Exercise prompt — According to the passage on Fan's museums, why will visitors unfamiliar with the history not find it there? Explain in one to three sentences.

Selected excerpt —
((
Fan is an obsessive collector of memorabilia. His warehouses are crammed with objects from every period of China’s contemporary history. A sign on an empty plot marked the site of a proposed museum to the Great Leap Forward, until local officials instructed him to take it down, but he has negotiated some modest deviation from the official narrative. One of his museums commemorates the US Flying Tigers who supplied Chongqing from Burma in the second world war, alongside another which documents Japanese brutality towards Chinese prisoners. Three of the 15 museums on the site display Cultural Revolution artefacts of every kind. What they fail to do is add a narrative. A visitor who knows the story can find much of interest. Others not familiar with the history will not find it here.
))
Material provided —
((
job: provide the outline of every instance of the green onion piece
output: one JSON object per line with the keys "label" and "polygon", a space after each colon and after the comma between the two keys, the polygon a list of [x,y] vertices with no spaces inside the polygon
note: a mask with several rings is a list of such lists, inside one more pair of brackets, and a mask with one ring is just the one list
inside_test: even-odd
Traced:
))
((
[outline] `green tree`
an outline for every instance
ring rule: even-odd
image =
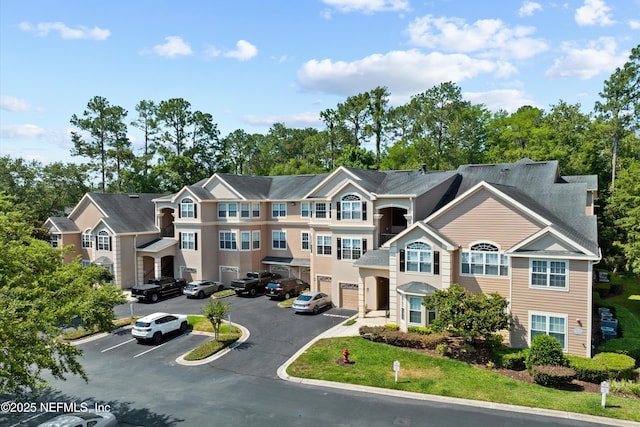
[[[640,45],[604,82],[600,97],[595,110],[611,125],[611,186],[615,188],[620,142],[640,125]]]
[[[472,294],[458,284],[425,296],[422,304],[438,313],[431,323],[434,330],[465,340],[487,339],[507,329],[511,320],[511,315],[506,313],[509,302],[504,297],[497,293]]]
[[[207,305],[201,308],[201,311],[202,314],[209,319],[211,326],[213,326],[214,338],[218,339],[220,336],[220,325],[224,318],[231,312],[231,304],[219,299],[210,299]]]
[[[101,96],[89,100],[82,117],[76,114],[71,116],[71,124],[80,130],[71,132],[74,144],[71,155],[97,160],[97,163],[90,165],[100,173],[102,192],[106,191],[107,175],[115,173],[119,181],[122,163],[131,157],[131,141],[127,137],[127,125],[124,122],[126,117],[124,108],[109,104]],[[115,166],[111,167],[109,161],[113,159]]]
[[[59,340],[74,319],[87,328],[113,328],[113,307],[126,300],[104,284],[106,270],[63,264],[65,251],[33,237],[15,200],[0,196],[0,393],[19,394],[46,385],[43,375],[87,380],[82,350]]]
))
Reply to the exercise — The museums display artefacts of every kind but fail to add a narrative. A visitor who already knows the story can therefore find much of interest, but one who is not familiar with the history will not learn it from the displays.